• Texto proporcionado
↓↓↓
El protagonista del segundo, es un solitario e imaginativo anciano durante el asedio del ejército alemán a Stalingrado, quien trabaja como guía en el museo del Hermitage. Un suceso ocurre en 1923 y el otro en 1941. Independientes entre sí, ambos incidentes me provocan recóndita melancolía.  Me acongojo al visualizar a yerba amarga caminando en frágil estado de salud por el parque Steglitz. Quien estrujó su alma con el género epistolar al escribir decenas de cartas a Felice, a Milena y a Ottla, se conmueve ahora con una niña llorando la pérdida de su muñeca y durante 21 días decide escribirle y entregarle diariamente cartas enviadas por esta, quien en realidad se fue de viaje, la conforta el novelista. El autor de Contemplación, cumpliendo cabal el último oficio de su vida, cartero de la muñeca andarina, consuma su tierna tarea antes de morir. 

De igual manera, me entristece imaginar también al anciano ruso Pavel Filipovich, caminando  y hablando solo. Gesticulando. Discurriendo por salones desocupados del Hermitage. Yendo y viniendo sin horario por sus interminables pasillos junto al río Neva. Algo metafísico e irracional, de índole poética, me conmueve. Algo emerge de fondos sentimentales propios y ajenos. Nace en el drama íntimo de ambas historias. Tampoco deseo racionalizarlas. No me interesan justificaciones literarias respecto a sus significados y evocaciones, llenándome el alma de presentimientos sobre la vida humana y el destino del hombre en el mundo.

Franz Kafka, en 1923 mientras reside breve temporada en Berlín con la judío-polaca Dora Diamand, desde septiembre hasta finales de noviembre, durante un recorrido por el citado parque se sobrecoge con una niña llorando porque perdió su muñeca. Con la tuberculosis en fase terminal, le conmueve el infantil drama. Consuela entonces a la niña anunciándole lo ocurrido con su muñeca, no se te perdió, se fue de viaje y soy el encargado de traer las cartas que va a enviarte durante su vagabundeo, garantiza el enfermo mientras la niña cesa el llanto, observándole perpleja.
↑↑↑
• Enunciado
Según el texto proporcionado, ¿durante cuántos días escribió y entregó cartas el novelista a la niña que perdió su muñeca?

• Líneas de datos
↓↓↓
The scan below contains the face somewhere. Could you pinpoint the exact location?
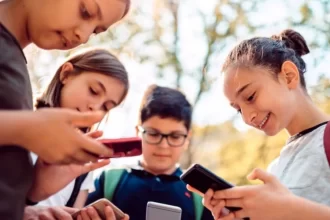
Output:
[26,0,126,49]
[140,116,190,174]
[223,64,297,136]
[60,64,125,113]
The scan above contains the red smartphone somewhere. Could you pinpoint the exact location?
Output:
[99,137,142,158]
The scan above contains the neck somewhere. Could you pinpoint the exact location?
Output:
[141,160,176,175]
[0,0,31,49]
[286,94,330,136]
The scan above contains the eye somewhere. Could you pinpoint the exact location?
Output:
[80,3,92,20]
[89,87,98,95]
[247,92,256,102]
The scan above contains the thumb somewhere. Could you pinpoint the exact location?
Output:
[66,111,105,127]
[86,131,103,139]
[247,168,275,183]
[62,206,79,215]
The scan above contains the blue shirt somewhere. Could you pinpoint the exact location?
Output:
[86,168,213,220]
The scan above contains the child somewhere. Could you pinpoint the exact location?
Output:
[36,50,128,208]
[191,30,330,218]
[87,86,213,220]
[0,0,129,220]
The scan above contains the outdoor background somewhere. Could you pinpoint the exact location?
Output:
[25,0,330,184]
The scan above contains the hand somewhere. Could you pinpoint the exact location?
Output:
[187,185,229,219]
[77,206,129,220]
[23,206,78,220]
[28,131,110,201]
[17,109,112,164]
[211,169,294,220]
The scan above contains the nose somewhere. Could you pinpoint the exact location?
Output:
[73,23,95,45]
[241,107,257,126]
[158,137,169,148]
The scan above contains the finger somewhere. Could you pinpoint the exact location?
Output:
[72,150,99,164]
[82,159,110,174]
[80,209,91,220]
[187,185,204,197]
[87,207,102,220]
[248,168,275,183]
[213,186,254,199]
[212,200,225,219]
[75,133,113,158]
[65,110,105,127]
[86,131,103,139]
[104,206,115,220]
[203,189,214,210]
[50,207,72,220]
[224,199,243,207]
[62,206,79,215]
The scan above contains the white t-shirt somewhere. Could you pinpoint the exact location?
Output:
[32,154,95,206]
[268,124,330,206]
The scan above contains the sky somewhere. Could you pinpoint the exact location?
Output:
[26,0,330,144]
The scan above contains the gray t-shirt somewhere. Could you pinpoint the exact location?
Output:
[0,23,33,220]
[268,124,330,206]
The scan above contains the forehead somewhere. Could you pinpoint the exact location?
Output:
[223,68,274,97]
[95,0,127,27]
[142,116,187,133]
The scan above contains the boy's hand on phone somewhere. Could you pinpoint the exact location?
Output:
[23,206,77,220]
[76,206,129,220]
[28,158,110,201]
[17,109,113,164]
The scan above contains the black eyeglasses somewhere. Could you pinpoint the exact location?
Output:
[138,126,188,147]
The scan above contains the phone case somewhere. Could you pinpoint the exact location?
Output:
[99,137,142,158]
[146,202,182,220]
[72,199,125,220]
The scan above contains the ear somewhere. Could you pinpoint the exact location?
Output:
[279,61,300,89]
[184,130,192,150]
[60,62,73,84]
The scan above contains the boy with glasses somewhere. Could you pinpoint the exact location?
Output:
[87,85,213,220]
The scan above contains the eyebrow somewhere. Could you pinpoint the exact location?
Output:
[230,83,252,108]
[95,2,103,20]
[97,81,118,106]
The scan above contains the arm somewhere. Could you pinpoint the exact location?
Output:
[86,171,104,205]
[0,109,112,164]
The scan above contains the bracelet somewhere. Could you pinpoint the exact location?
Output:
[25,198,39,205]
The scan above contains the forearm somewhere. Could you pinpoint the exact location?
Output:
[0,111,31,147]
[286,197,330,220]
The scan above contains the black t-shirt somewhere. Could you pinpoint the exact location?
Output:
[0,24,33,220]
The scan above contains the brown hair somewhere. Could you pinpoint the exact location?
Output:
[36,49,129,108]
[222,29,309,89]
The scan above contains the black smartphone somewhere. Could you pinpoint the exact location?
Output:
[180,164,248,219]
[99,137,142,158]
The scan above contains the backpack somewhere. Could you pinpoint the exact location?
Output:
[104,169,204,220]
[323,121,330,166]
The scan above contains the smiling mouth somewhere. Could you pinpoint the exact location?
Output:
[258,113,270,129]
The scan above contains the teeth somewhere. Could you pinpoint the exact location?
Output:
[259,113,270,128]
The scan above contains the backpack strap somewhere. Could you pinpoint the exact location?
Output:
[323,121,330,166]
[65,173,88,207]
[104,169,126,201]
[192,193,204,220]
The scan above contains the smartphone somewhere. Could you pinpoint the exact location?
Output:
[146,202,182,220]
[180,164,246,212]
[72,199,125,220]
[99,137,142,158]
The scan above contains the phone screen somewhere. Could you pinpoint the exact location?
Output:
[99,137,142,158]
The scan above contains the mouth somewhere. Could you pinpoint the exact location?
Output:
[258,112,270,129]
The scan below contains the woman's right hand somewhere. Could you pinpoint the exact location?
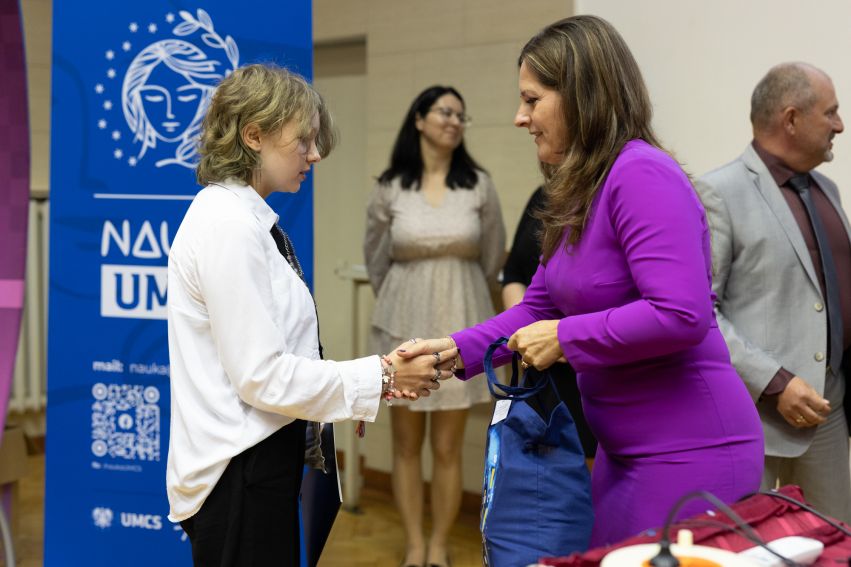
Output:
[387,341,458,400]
↑↑↑
• Solución
Durante 21 días.